- Vos tâches -
A – D'après l'intervention d'Éliane Assassi, quel groupe de sénateurs rejette le projet de loi ?
B – Prolongez l'intervention d'Éliane Assassi après la phrase « Il faut aider les pays du Sud à se développer. »

- Texte fourni -
Intervention de Éliane Assassi

Réunion du 16 juin 2006 à 21h00
Immigration et intégration — Vote sur l'ensemble

Photo de Éliane AssassiÉliane Assassi :

Madame la présidente, monsieur le ministre, mes chers collègues, au terme de nos débats, je n'étonnerai personne en disant que les sénateurs du groupe CRC rejettent avec force l'esprit et la logique de ce projet de loi.

Il s'agit là, en effet, d'une « loi de plus », d'une « loi de trop », guidée par une logique sécuritaire et répressive de la même veine que les lois précédemment adoptées.

En outre, votre objectif, avec ce texte, est plus, à notre avis, de manipuler l'opinion publique, à l'aube d'importantes échéances électorales, que de peser réellement sur les flux migratoires.

Monsieur le ministre, sans retirer quoi que ce soit au talent dont vous avez fait preuve pour défendre à tout prix ce projet de loi, permettez-moi de m'étonner de n'avoir pas vu M. le ministre d'État, ministre de l'intérieur et de l'aménagement du territoire, participer à nos débats, excepté sa brève apparition au cours de la discussion générale et son coup médiatico-politique concernant le sort des enfants scolarisés.

Avec ce projet de loi, vous mettez en place une répression arbitraire et discriminatoire à l'encontre des étrangers, que vous désignez ouvertement comme étant les ennemis des Français, responsables, de surcroît, de tous les travers de notre société.

Ce faisant, vous alimentez le racisme qui sévit dans l'opinion publique, en particulier au sein des familles populaires, qui sont en situation de précarité et qui en viennent, à force de discours plus stigmatisants les uns que les autres, à considérer les étrangers comme étant leurs concurrents sur le marché du travail.

Vous opposez les gens entre eux, tout en les maintenant dans la même situation de précarité.

Dans le même temps, vous organisez la sélection des étrangers les plus dignes de venir s'installer et vivre dans notre pays selon des critères bien déterminés, laissant penser que ceux qui sont déjà présents sur notre sol ne seraient pas dignes d'y rester.

Ainsi, après avoir opposé les étrangers aux Français, vous allez maintenant opposer les étrangers entre eux. Diviser pour mieux régner, telle est visiblement votre devise !

Vous continuez à piller les pays les plus pauvres de leurs atouts, depuis les matières premières jusqu'aux matières grises. C'est inacceptable !

Vous laissez croire également que la France est un pays d'immigration massive, alors que la pression migratoire à nos frontières - les études le prouvent - est bien moins importante que vous ne le prétendez.

L'envahissement du Nord par le Sud n'est qu'un fantasme. En réalité, les grandes migrations en provenance du Sud se font majoritairement vers les pays limitrophes - donc au Sud -, ce que vous savez pertinemment !

Il faut aider les pays du Sud à se développer.

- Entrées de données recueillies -

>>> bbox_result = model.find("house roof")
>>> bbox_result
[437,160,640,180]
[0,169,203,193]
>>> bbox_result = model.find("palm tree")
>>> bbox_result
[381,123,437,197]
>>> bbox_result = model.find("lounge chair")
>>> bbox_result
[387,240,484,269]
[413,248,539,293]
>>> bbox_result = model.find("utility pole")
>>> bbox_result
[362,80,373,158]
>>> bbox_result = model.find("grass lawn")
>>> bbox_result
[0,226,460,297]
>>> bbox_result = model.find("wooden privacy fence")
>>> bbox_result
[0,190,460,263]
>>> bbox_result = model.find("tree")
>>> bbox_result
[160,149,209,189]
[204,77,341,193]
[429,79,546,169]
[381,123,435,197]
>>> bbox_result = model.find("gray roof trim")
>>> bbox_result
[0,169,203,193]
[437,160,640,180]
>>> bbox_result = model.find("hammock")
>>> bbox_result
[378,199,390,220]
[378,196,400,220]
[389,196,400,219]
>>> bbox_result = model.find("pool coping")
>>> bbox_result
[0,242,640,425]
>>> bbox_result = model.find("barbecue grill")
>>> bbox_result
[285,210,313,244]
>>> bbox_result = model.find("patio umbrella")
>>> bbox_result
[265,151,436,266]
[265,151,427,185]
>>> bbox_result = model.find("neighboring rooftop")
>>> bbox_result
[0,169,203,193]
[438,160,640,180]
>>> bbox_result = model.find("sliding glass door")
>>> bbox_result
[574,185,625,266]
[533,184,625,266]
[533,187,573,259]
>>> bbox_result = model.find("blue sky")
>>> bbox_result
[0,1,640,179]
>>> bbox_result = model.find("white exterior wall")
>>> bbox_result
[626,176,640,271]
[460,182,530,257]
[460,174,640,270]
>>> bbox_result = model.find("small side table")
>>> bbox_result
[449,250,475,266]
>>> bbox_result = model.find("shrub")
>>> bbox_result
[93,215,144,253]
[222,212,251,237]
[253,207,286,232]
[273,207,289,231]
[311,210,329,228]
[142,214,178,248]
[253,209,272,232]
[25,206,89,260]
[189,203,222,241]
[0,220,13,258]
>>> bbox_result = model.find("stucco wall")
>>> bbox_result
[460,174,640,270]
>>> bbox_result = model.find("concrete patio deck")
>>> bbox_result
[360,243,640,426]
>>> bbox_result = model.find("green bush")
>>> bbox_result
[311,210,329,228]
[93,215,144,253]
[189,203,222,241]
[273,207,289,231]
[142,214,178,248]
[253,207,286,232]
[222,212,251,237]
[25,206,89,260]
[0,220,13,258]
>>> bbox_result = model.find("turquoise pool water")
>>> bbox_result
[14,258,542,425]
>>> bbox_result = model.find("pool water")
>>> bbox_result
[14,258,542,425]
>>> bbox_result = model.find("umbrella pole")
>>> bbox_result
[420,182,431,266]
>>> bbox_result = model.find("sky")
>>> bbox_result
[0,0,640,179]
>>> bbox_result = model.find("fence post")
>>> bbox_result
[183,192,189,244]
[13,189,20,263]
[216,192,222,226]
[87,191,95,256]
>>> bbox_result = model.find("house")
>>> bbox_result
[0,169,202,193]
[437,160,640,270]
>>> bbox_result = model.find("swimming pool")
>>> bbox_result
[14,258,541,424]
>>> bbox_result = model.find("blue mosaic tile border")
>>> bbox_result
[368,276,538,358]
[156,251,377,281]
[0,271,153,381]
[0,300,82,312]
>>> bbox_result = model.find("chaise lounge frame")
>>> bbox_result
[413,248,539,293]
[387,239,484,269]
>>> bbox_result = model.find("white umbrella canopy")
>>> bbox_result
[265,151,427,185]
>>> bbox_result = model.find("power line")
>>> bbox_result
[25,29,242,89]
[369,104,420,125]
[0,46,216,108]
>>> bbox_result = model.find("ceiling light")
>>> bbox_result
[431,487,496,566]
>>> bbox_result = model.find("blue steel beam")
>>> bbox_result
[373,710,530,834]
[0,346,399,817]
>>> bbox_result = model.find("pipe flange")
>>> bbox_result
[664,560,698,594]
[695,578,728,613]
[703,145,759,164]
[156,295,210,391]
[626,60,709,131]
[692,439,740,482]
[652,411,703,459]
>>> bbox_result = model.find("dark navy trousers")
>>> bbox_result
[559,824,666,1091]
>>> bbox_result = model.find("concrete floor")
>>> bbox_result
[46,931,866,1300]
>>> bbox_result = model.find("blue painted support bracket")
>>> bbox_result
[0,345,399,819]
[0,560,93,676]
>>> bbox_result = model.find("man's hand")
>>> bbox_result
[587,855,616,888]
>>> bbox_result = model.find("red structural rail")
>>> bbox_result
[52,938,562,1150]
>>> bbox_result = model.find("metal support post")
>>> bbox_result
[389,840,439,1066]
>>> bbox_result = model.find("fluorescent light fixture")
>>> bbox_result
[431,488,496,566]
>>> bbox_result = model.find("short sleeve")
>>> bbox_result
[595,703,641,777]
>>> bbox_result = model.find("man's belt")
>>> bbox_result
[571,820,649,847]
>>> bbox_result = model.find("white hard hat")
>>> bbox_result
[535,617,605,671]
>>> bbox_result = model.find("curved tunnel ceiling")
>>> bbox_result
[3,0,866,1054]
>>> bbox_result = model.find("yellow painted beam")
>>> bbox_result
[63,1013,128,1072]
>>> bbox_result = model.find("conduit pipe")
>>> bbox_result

- Réponses -
A – Le groupe CRC.

B –
À cet égard, je regrette que vous ayez refusé les amendements du groupe CRC tendant à aider au développement des pays les plus pauvres en annulant leur dette à l'égard de la France, en consacrant 1 % de notre PIB à l'aide au développement, en instaurant, par exemple, une taxe sur les transactions financières.

Par ailleurs, ce texte, qui, je le rappelle, prône une immigration « choisie », désigne - et c'est là une première - l'immigration familiale comme étant une immigration subie.

Dans cette logique, vous avez décidé de vous attaquer aux droits fondamentaux d'un certain nombre de personnes : je pense, notamment, au droit au séjour par le mariage ou encore au regroupement familial, pourtant déjà réduit à plusieurs reprises, sans parler de la remise en cause du droit d'asile.

Ce faisant, vous jetez la suspicion sur l'ensemble des étrangers - réguliers ou irréguliers - présents sur notre sol qui deviennent tous des suspects, des fraudeurs. Les mariages mixtes sont ainsi soupçonnés d'être de petits arrangements entre amis pour obtenir des papiers - au bout de quatre ans quand même ! Quant aux reconnaissances de paternité, elles deviennent des reconnaissances de complaisance ; le dispositif du regroupement familial actuel, jugé trop généreux, devient, pour sa part, une source d'abus, les dispenses de stage de cinq ans pour certaines catégories de personnes étant, quant à elles, abusives ; enfin, les demandeurs d'asile seraient de faux réfugiés !

Outre nos amendements visant à supprimer les dispositions les plus graves de ce texte, nous avons fait toute une série de propositions que vous vous êtes obstiné à rejeter, monsieur le ministre.

Dès lors, nous ne pouvons que déplorer la conception de l'immigration défendue par le Gouvernement et sa majorité, conception rétrograde s'il en est, frileuse, enfermée sur elle-même, étriquée, bref, dénuée de toute ambition et de toute générosité.

Pour notre part, nous avons tenu à défendre une conception plus « humaniste » de l'immigration et, surtout, nous avons posé comme postulat à toute modification législative le renforcement de l'aide au développement des pays source d'émigration et la régularisation, sous certaines conditions, des sans-papiers présents sur notre sol.

Quant au volet relatif à l'intégration, il montre que cette dernière ne vous sert qu'à mettre un obstacle supplémentaire à l'obtention de papiers !

Je conclurai mon intervention en citant le chiffre quatorze. Quatorze, tel est en effet le nombre de jours qu'il reste aux milliers d'enfants scolarisés dans nos écoles avant d'être expulsés du territoire français avec leurs parents sans papiers, alors même que l'année scolaire, aux niveaux élémentaire et primaire, s'arrête le 4 juillet !

Enfin, je tiens à souligner que la circulaire ministérielle, prétendument si généreuse, permettra en réalité d'épargner au mieux 1 200 enfants seulement sur les 50 000 qui sont concernés...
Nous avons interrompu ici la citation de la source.